Source passage -
[BEGIN]
From f2ca55e417db0905acab5109eca747d0b77104f8 Mon Sep 17 00:00:00 2001
From: Jiewen Tan <jwtan@google.com>
Date: Mon, 12 Dec 2022 03:42:19 +0000
Subject: [PATCH 1/6] Override RunPostOrder

---
 torch_xla/csrc/xla_graph_executor.cpp | 34 +--------------------------
 torch_xla/csrc/xla_graph_executor.h   |  3 ++-
 2 files changed, 3 insertions(+), 34 deletions(-)
diff --git a/torch_xla/csrc/xla_graph_executor.cpp b/torch_xla/csrc/xla_graph_executor.cpp
index 15bff98cb072..8a06608c8b9c 100644
--- a/torch_xla/csrc/xla_graph_executor.cpp
+++ b/torch_xla/csrc/xla_graph_executor.cpp
@@ -815,39 +815,7 @@ XLAGraphExecutor::PostOrderData XLAGraphExecutor::RunPostOrder(
     SyncTensorCollection* coll) {
   tensorflow::profiler::TraceMe activity(
       "RunPostOrder", tensorflow::profiler::TraceMeLevel::kInfo);
-  std::vector<const torch::lazy::Node*> roots;
-  roots.reserve(ir_values.size());
-  for (auto ir_value : ir_values) {
-    roots.push_back(ir_value.node.get());
-  }
-  PostOrderData po_data;
-  po_data.post_order =
-      torch::lazy::Util::ComputePostOrder(roots, &po_data.emission_map);
-  std::unordered_map<xla::ComputationClient::Data::OpaqueHandle, size_t>
-      data_handles;
-
-  for (auto node : po_data.post_order) {
-    const auto backend_data =
-        torch::lazy::getBackend()->GetComputationDataFromNode(node);
-    if (backend_data != nullptr) {
-      /* Acceptable race condition: HasValue may return false. This is OK
-       * since the conditional barrier is a performance optimization. */
-      if (!backend_data->HasValue()) {
-        TensorCollectionBarrier(coll);
-      }
-      xla::ComputationClient::Data::OpaqueHandle handle =
-          backend_data->GetHandle();
-      auto it = data_handles.find(handle);
-      if (it != data_handles.end()) {
-        po_data.parameter_sequence.push_back(it->second);
-      } else {
-        po_data.parameter_sequence.push_back(po_data.parameters_data.size());
-        data_handles[handle] = po_data.parameters_data.size();
-        po_data.parameters_data.push_back(backend_data);
-      }
-    }
-  }
-  return po_data;
+  return torch::lazy::LazyGraphExecutor::RunPostOrder(ir_values, coll);
 }
 
 XLAGraphExecutor::ComputationCache::TypePtr
diff --git a/torch_xla/csrc/xla_graph_executor.h b/torch_xla/csrc/xla_graph_executor.h
index c573e2313a5e..60005617767a 100644
--- a/torch_xla/csrc/xla_graph_executor.h
+++ b/torch_xla/csrc/xla_graph_executor.h
@@ -271,8 +271,9 @@ class XLAGraphExecutor : public torch::lazy::LazyGraphExecutor {
       std::string device, ComputationCache::TypePtr cached_computation,
       const std::vector<torch::lazy::BackendDataPtr>& tensor_data_vec);
 
+  // Override to enable profiler.
[END]
[Stored data]
[BEGIN]
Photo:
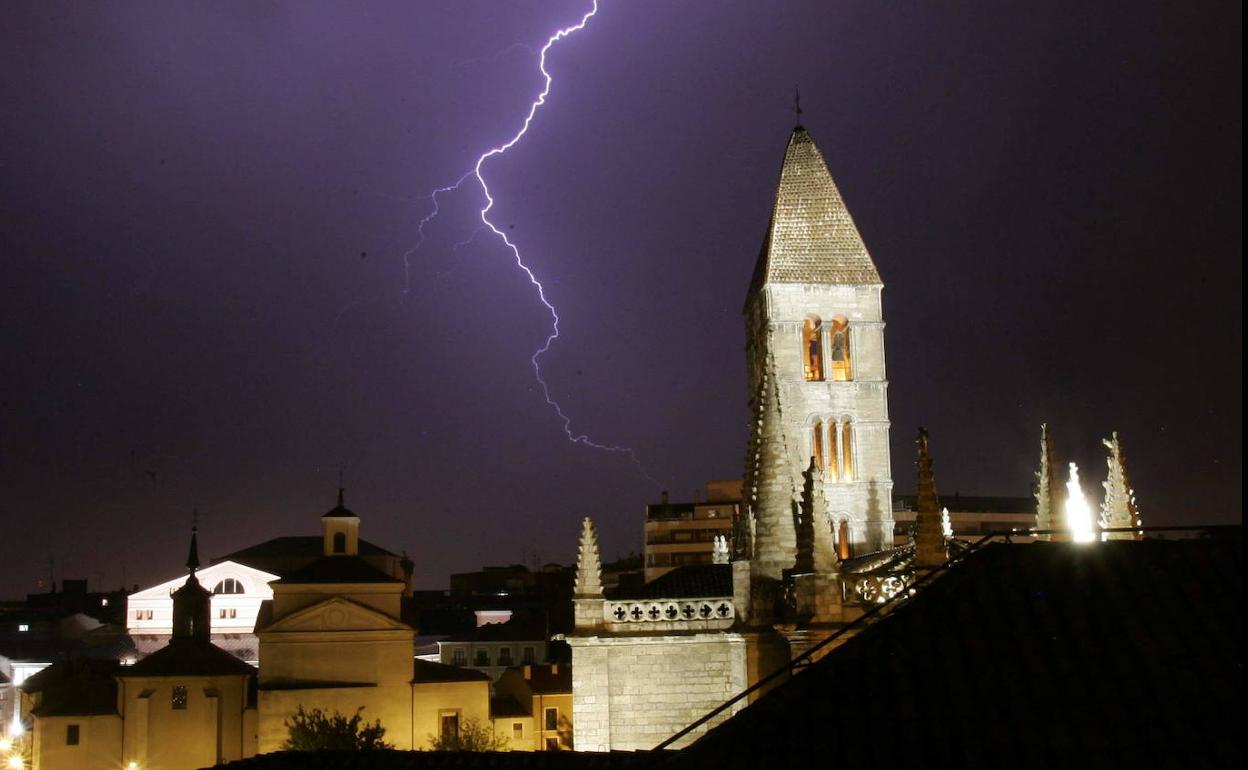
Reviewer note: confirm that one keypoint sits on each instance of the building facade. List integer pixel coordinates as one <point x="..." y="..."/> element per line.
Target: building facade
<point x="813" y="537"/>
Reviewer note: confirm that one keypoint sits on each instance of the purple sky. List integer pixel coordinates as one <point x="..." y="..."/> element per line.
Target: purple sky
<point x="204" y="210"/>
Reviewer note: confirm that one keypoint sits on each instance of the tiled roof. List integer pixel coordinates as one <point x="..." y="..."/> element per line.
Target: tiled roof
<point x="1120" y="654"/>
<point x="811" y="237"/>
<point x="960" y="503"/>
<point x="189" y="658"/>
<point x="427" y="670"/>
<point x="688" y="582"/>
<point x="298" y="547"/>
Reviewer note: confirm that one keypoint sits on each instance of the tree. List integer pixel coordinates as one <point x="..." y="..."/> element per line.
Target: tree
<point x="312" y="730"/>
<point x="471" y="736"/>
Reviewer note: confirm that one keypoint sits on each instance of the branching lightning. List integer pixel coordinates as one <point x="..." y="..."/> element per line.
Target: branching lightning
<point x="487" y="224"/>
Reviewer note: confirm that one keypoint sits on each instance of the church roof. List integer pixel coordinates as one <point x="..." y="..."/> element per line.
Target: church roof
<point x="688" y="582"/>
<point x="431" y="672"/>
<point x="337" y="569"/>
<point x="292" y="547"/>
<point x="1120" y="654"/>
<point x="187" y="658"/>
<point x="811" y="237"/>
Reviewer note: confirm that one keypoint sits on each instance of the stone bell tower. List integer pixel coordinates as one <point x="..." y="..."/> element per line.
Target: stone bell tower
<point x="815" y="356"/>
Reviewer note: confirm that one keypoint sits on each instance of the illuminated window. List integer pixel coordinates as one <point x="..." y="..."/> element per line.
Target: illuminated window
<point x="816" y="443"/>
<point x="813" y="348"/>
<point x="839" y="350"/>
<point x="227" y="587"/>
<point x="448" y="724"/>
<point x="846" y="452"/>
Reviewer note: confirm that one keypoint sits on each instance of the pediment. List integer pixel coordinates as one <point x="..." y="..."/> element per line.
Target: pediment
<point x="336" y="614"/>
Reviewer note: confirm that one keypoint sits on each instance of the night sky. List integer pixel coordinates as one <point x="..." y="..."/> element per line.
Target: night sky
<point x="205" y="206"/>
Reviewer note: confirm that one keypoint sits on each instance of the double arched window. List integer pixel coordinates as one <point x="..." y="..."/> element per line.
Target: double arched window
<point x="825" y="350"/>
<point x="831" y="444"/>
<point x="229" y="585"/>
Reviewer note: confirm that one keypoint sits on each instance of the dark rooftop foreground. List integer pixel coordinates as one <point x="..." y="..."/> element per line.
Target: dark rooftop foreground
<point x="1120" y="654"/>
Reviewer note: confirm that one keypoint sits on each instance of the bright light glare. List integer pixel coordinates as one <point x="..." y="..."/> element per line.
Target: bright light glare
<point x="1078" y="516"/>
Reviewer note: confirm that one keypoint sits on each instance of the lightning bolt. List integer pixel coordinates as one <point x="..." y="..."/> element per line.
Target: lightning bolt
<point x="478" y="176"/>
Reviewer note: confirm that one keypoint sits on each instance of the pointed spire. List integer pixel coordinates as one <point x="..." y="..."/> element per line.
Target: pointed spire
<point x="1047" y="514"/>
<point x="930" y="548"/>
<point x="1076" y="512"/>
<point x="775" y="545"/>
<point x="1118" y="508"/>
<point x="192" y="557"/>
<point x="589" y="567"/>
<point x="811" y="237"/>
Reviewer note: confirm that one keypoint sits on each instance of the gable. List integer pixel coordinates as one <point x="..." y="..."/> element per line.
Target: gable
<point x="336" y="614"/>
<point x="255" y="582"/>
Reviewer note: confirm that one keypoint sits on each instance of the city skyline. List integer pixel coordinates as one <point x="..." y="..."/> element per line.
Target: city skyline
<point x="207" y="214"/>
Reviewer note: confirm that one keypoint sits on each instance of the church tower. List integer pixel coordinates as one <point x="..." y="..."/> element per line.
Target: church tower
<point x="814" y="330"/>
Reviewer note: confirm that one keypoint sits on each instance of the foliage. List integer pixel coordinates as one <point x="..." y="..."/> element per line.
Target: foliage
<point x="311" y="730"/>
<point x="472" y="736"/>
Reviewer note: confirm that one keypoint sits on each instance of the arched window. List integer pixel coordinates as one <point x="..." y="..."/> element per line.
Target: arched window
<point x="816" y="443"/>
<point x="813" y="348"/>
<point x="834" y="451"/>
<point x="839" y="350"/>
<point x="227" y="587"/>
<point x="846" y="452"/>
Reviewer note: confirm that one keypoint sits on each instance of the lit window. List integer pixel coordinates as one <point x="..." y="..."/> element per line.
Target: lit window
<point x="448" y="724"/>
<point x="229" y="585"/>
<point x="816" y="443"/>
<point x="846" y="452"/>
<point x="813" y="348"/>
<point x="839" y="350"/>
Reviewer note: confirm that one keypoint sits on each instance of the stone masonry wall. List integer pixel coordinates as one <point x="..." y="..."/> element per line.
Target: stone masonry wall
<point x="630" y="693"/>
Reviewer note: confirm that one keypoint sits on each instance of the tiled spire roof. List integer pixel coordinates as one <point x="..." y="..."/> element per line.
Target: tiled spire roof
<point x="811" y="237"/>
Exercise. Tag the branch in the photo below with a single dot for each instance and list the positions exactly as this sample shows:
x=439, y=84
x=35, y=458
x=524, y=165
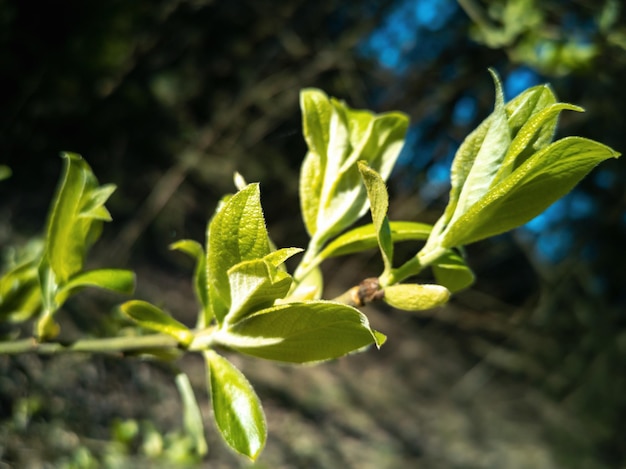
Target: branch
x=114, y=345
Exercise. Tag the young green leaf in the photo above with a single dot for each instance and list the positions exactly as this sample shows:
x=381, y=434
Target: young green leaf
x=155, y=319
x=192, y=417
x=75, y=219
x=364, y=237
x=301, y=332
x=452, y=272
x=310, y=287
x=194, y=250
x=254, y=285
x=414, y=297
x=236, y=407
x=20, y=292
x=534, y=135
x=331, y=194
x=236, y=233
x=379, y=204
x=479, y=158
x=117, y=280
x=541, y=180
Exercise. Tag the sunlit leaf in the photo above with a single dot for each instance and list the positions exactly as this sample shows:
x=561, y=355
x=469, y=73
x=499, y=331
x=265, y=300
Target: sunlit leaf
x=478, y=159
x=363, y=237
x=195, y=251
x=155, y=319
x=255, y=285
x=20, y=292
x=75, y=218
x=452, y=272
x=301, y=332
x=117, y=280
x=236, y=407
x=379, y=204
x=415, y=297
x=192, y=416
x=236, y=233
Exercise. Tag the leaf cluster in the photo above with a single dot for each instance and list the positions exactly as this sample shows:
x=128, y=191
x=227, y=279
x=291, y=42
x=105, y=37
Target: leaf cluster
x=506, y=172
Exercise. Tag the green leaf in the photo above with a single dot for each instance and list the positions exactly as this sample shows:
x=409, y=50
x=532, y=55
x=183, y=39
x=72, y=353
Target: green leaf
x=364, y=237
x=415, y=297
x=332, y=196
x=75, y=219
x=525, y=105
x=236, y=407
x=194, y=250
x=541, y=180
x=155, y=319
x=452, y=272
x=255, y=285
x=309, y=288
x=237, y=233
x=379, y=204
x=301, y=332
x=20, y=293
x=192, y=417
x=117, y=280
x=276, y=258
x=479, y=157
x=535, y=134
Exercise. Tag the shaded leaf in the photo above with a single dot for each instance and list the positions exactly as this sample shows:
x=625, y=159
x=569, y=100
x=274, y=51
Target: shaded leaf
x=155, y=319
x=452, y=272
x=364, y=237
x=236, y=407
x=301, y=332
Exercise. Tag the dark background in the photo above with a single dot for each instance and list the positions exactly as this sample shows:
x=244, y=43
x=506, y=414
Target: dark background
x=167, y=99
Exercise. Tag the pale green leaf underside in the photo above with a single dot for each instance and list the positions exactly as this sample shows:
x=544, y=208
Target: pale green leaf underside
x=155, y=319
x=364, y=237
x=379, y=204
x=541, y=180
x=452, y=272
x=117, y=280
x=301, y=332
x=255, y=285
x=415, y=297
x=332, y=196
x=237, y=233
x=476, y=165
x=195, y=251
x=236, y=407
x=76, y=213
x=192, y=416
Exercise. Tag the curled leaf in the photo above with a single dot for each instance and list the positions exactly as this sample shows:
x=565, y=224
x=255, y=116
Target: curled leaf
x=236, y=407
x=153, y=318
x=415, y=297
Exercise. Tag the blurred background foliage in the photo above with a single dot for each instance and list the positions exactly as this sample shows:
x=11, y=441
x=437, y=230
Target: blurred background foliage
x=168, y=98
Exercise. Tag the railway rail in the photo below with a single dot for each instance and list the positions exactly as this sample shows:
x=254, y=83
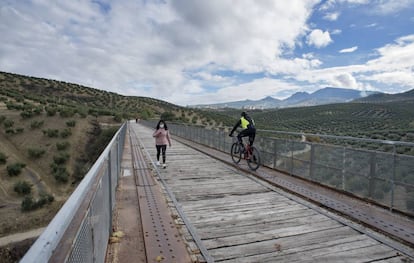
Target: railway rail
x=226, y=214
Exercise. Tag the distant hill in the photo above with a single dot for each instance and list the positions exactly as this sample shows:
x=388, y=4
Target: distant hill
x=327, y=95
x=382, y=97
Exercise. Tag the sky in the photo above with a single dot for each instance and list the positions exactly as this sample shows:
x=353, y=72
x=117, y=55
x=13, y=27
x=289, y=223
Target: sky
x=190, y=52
[END]
Exercise tasks -
1. Decide whether each statement below agrees with the patch. Answer yes or no for each, and quote the words of the patch that settle it.
(a) The patch changes two files.
(b) The new body of RunPostOrder in xla_graph_executor.cpp calls torch::lazy::LazyGraphExecutor::RunPostOrder.
(c) The removed code calls the race condition in which HasValue may return false unacceptable.
2. Continue the patch from its last line, the added comment about the profiler in xla_graph_executor.h.

Written responses -
1.
(a) Yes: "2 files changed, 3 insertions(+), 34 deletions(-)"
(b) Yes: "return torch::lazy::LazyGraphExecutor::RunPostOrder(ir_values, coll);"
(c) No: "Acceptable race condition: HasValue may return false."

2.
   PostOrderData RunPostOrder(const std::vector<torch::lazy::Value>& ir_values,
-                             SyncTensorCollection* coll);
+                             SyncTensorCollection* coll) final;
 
   // We don't use the upstream LookupCachedCompile since
   // our CachedComputation is different from upstream.

From dcf769085a4fc8e995d136cc584c2473849d4cd8 Mon Sep 17 00:00:00 2001
From: Jiewen Tan <jwtan@google.com>
Date: Mon, 12 Dec 2022 03:48:49 +0000
Subject: [PATCH 2/6] Adds more comments

---
 torch_xla/csrc/xla_graph_executor.h | 2 ++
 1 file changed, 2 insertions(+)

diff --git a/torch_xla/csrc/xla_graph_executor.h b/torch_xla/csrc/xla_graph_executor.h
index 60005617767a..e64985e45b10 100644
--- a/torch_xla/csrc/xla_graph_executor.h
+++ b/torch_xla/csrc/xla_graph_executor.h
@@ -56,6 +56,7 @@ class XLAGraphExecutor : public torch::lazy::LazyGraphExecutor {
   // that is affected by the view tensor.
   void ApplyEagerSync(std::vector<XLATensorPtr>& tensors);
 
+  // We don't use the upstream GetDeviceDataIrValue to have the xla::PrimitiveType.
   torch::lazy::Value GetDeviceDataIrValue(
       const at::Scalar& value, xla::PrimitiveType type,
       const torch::lazy::BackendDevice& device);
@@ -291,6 +292,7 @@ class XLAGraphExecutor : public torch::lazy::LazyGraphExecutor {
       const std::vector<XLATensorPtr>& tensors,
       absl::Span<const size_t> indices, LoweringContext* lowering_ctx);
 
+  // We don't use upstream Compile to have BuildInputOutputAliases.
   CompilationResult Compile(const std::vector<XLATensorPtr>& tensors,
                             absl::Span<const std::string> devices,
                             const SyncTensorCollection& coll,

From 8a92340f43d061f68fa826c3083aec389418ca27 Mon Sep 17 00:00:00 2001
From: Jiewen Tan <jwtan@google.com>
Date: Mon, 12 Dec 2022 04:06:52 +0000
Subject: [PATCH 3/6] Add one more commnet

---
 torch_xla/csrc/xla_graph_executor.h | 1 +
 1 file changed, 1 insertion(+)

diff --git a/torch_xla/csrc/xla_graph_executor.h b/torch_xla/csrc/xla_graph_executor.h
index e64985e45b10..4168c083049c 100644
--- a/torch_xla/csrc/xla_graph_executor.h
+++ b/torch_xla/csrc/xla_graph_executor.h
@@ -244,6 +244,7 @@ class XLAGraphExecutor : public torch::lazy::LazyGraphExecutor {
       absl::Span<const size_t> indices,
       const std::vector<torch::lazy::BackendDataPtr>& tensor_data_vec);
 
+  // We don't use upstream ExtractIRAndPrepareTensorData as we need to instantiate xla::shape.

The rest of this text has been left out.